Exercise description: Render every line of the material below as a Markdown table with the columns Row and Material line, numbering the rows in order and omitting blank lines.

— start Task data —

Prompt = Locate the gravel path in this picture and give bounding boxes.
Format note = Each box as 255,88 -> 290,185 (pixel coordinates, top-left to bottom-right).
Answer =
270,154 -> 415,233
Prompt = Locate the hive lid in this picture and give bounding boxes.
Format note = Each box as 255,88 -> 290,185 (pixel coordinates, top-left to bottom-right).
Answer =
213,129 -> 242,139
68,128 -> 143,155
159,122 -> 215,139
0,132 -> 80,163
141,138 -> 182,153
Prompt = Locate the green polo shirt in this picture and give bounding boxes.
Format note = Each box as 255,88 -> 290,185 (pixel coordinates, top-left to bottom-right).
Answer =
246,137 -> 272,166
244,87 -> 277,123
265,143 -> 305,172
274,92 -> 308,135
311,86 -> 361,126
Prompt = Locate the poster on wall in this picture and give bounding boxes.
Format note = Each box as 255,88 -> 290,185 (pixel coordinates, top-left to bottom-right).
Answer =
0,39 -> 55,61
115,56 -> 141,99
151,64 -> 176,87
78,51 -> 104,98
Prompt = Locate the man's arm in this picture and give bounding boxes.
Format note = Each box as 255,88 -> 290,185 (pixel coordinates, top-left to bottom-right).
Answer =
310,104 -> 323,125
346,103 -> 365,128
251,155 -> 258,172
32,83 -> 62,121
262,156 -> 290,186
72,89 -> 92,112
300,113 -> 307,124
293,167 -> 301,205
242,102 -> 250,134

— end Task data —

Result:
| Row | Material line |
|---|---|
| 1 | Prompt = Locate the gravel path in this picture and give bounding boxes. |
| 2 | Format note = Each box as 255,88 -> 290,185 (pixel coordinates, top-left to bottom-right). |
| 3 | Answer = |
| 4 | 270,154 -> 415,233 |
| 5 | Prompt = Locate the hive lid in this picture and give bounding boxes. |
| 6 | Format note = Each box as 255,88 -> 290,185 (pixel coordinates, top-left to bottom-right). |
| 7 | Answer = |
| 8 | 213,129 -> 242,139 |
| 9 | 68,128 -> 143,155 |
| 10 | 159,122 -> 215,139 |
| 11 | 0,132 -> 80,163 |
| 12 | 141,138 -> 182,153 |
| 13 | Prompt = Locate the green polo shirt in this picture and give bounding boxes. |
| 14 | Format note = Each box as 255,88 -> 290,185 (pixel coordinates, top-left to bottom-right). |
| 15 | Answer = |
| 16 | 246,137 -> 272,166 |
| 17 | 244,87 -> 277,123 |
| 18 | 265,143 -> 305,172 |
| 19 | 274,92 -> 308,135 |
| 20 | 311,86 -> 361,126 |
| 21 | Prompt = Locate the poster on wall in this picture and give bounding boxes. |
| 22 | Format note = Each box as 255,88 -> 290,185 (pixel coordinates, top-left to bottom-right). |
| 23 | Answer = |
| 24 | 0,39 -> 55,61 |
| 25 | 115,56 -> 141,99 |
| 26 | 151,64 -> 176,87 |
| 27 | 78,51 -> 104,98 |
| 28 | Prompt = Locate the man's arm in this picture and give bounding boxes. |
| 29 | Format note = Each box as 255,88 -> 290,185 (pixel coordinates, top-left to bottom-right). |
| 30 | Answer = |
| 31 | 310,104 -> 323,125 |
| 32 | 346,103 -> 365,128 |
| 33 | 251,155 -> 258,172 |
| 34 | 32,83 -> 62,121 |
| 35 | 262,156 -> 290,186 |
| 36 | 72,89 -> 92,112 |
| 37 | 300,113 -> 307,124 |
| 38 | 293,167 -> 301,205 |
| 39 | 242,102 -> 250,134 |